• Exercise:
Select every line in the records that contains the word "tree", and copy each one. Matching is case-sensitive.

[START]

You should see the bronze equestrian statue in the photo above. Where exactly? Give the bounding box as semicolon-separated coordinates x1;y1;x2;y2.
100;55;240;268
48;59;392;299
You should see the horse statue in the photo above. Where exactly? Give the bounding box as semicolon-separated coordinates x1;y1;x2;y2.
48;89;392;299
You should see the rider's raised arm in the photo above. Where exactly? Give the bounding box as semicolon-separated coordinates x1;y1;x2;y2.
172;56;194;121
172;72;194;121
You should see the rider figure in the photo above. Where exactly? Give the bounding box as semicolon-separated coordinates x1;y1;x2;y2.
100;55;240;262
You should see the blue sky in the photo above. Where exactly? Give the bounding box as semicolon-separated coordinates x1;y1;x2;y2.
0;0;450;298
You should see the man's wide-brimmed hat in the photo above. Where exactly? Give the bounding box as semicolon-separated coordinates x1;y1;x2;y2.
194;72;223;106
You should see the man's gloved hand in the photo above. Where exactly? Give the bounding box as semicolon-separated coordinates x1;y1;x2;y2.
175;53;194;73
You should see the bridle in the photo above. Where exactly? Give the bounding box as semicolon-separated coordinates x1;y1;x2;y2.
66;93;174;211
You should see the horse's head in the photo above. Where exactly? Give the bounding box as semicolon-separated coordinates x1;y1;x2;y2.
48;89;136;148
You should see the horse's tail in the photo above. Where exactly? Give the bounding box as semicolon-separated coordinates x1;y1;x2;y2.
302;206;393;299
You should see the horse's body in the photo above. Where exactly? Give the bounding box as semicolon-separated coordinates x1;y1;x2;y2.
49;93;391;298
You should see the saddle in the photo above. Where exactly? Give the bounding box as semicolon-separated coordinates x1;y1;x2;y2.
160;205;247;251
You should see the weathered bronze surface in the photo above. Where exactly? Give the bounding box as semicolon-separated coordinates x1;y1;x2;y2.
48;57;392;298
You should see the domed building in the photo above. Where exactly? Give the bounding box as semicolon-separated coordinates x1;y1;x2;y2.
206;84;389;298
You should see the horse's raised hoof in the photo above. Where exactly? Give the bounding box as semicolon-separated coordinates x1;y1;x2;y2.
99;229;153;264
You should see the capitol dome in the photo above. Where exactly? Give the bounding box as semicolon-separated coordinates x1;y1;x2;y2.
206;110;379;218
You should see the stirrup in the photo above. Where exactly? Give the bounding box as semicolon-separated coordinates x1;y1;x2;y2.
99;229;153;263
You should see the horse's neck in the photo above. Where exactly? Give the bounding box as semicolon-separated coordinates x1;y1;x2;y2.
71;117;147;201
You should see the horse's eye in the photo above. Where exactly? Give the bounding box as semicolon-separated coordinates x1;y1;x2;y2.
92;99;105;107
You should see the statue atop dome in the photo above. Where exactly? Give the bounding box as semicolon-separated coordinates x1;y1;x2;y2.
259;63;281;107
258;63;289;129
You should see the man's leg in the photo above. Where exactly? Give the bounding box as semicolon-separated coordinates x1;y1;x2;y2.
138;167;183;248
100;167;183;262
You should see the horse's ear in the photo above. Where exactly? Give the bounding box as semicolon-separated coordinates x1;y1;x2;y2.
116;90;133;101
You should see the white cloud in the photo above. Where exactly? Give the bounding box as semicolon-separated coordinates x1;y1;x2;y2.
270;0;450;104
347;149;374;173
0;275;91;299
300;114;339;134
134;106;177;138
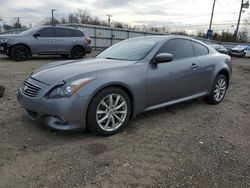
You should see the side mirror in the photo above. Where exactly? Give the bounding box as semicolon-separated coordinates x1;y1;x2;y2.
33;33;40;38
155;53;173;63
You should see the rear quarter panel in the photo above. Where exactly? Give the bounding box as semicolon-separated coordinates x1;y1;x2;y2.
199;53;232;93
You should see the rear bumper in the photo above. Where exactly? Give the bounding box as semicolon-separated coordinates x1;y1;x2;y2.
230;51;245;56
84;46;92;54
17;89;87;130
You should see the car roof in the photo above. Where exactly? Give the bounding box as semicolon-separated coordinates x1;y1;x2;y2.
37;25;79;30
131;34;209;47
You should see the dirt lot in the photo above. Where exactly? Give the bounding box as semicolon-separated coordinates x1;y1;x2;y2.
0;53;250;188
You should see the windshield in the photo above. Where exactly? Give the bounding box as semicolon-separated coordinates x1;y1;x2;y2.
97;37;162;61
235;45;247;48
19;27;38;36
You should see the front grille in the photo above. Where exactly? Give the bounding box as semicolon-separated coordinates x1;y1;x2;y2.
22;81;41;97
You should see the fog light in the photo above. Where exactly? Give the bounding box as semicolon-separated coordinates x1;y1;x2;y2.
57;116;67;124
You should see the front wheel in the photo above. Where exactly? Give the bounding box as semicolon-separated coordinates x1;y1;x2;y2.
10;45;30;61
87;87;131;135
205;74;228;104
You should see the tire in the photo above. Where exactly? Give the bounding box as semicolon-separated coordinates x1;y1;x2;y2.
205;74;228;104
87;87;131;136
10;45;30;61
71;46;85;59
61;54;69;59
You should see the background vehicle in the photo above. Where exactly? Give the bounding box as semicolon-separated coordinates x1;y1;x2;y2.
18;36;232;135
230;45;247;57
210;44;229;54
245;46;250;58
0;26;92;61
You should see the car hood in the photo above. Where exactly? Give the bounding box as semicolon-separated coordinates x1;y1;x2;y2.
31;58;136;85
232;47;246;51
0;34;19;38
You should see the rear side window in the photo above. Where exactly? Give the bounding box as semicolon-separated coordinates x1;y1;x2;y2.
192;42;209;56
158;39;194;60
72;30;84;37
38;28;54;37
56;28;74;37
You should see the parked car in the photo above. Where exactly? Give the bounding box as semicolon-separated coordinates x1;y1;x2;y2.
17;35;232;135
210;44;228;54
230;45;247;57
0;26;91;61
245;46;250;58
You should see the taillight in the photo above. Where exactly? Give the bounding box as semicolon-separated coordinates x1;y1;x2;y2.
84;37;92;44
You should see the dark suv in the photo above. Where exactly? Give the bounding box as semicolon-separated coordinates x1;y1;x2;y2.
0;26;92;61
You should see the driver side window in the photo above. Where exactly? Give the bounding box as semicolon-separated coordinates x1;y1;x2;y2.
158;39;194;60
38;28;54;37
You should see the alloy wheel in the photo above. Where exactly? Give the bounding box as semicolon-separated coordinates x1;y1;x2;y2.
213;78;227;102
96;93;128;131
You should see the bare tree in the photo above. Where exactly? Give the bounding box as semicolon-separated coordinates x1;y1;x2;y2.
77;9;91;24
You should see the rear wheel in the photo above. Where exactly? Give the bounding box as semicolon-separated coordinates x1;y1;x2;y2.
205;74;227;104
87;87;131;135
10;45;30;61
71;46;85;59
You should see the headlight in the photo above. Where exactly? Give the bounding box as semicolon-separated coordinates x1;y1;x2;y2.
0;38;11;43
48;77;95;98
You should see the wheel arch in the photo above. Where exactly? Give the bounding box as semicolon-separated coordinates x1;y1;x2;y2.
9;43;32;56
216;69;230;88
70;44;86;53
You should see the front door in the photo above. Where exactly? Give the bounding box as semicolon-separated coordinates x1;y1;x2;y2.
30;27;56;54
147;39;201;106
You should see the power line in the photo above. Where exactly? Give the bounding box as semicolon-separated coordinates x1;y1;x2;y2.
106;14;113;26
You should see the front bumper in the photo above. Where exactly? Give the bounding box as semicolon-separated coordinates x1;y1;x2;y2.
17;89;88;130
0;43;10;55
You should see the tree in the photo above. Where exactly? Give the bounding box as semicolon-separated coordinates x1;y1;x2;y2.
68;13;79;24
77;9;91;24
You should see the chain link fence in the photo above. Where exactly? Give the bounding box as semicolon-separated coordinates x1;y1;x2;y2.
0;24;250;50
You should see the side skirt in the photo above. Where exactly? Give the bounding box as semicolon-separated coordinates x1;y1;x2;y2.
143;92;208;112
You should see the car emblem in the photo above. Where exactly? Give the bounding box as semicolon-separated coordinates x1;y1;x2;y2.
23;86;28;91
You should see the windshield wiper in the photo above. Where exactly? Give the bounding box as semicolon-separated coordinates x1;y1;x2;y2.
104;57;127;61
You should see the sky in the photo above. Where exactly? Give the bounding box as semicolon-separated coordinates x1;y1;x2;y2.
0;0;250;30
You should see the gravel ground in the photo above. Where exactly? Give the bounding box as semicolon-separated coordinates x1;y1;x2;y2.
0;53;250;188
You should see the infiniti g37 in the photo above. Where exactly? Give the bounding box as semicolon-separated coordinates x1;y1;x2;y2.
18;36;232;135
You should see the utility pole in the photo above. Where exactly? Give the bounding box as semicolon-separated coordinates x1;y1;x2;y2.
51;9;57;25
207;0;216;38
234;0;249;40
106;14;113;27
16;17;20;27
14;17;21;29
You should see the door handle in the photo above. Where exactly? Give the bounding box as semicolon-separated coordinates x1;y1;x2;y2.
190;63;199;69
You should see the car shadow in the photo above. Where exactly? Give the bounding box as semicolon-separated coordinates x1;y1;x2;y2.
25;98;207;140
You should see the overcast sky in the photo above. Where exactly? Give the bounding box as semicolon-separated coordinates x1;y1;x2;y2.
0;0;250;32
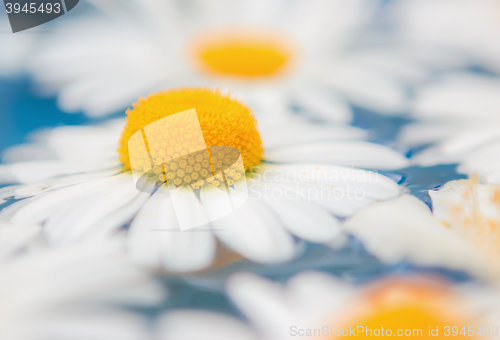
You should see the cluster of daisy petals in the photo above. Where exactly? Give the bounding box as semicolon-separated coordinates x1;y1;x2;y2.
0;0;500;340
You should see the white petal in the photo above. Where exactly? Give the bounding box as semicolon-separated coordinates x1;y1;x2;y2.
0;221;41;258
40;174;152;244
250;164;401;216
293;86;353;124
0;160;119;184
413;73;500;123
227;273;292;339
252;187;341;242
212;199;295;263
343;195;481;273
261;119;368;150
2;307;149;340
156;310;258;340
264;141;409;170
324;62;408;115
398;123;457;146
127;186;215;272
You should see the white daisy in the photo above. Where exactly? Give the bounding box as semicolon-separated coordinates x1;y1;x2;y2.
0;224;164;340
399;73;500;183
26;0;427;122
157;272;500;340
0;88;407;272
392;0;500;71
343;180;500;280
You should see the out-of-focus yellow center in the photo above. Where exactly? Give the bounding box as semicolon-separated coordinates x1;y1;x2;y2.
118;88;263;189
194;33;292;78
340;283;477;339
434;177;500;278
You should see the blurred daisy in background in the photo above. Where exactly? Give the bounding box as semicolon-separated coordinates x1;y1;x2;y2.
0;88;407;272
0;234;164;340
343;179;500;281
391;0;500;72
158;272;500;340
26;0;427;124
399;72;500;183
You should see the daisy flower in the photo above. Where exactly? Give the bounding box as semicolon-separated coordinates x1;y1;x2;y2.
343;179;500;280
399;72;500;183
158;272;499;340
392;0;500;71
30;0;418;122
0;88;407;272
0;227;164;340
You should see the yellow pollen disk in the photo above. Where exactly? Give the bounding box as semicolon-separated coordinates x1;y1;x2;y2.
437;177;500;278
118;88;264;189
337;282;477;339
194;33;293;79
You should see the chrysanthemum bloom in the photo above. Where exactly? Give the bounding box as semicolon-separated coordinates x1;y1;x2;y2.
31;0;427;122
399;73;500;183
0;223;164;340
0;88;407;272
343;180;500;281
158;272;500;340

[END]

• Output for this task:
You should see the bare tree in the photo above. Where exactly? Give the bounding box as semicolon-separated coordinates x1;y1;x2;y2.
You should see the tree in the photo above. Where exactly? Give the bounding box as semicolon-separated coordinates x1;y1;x2;y2.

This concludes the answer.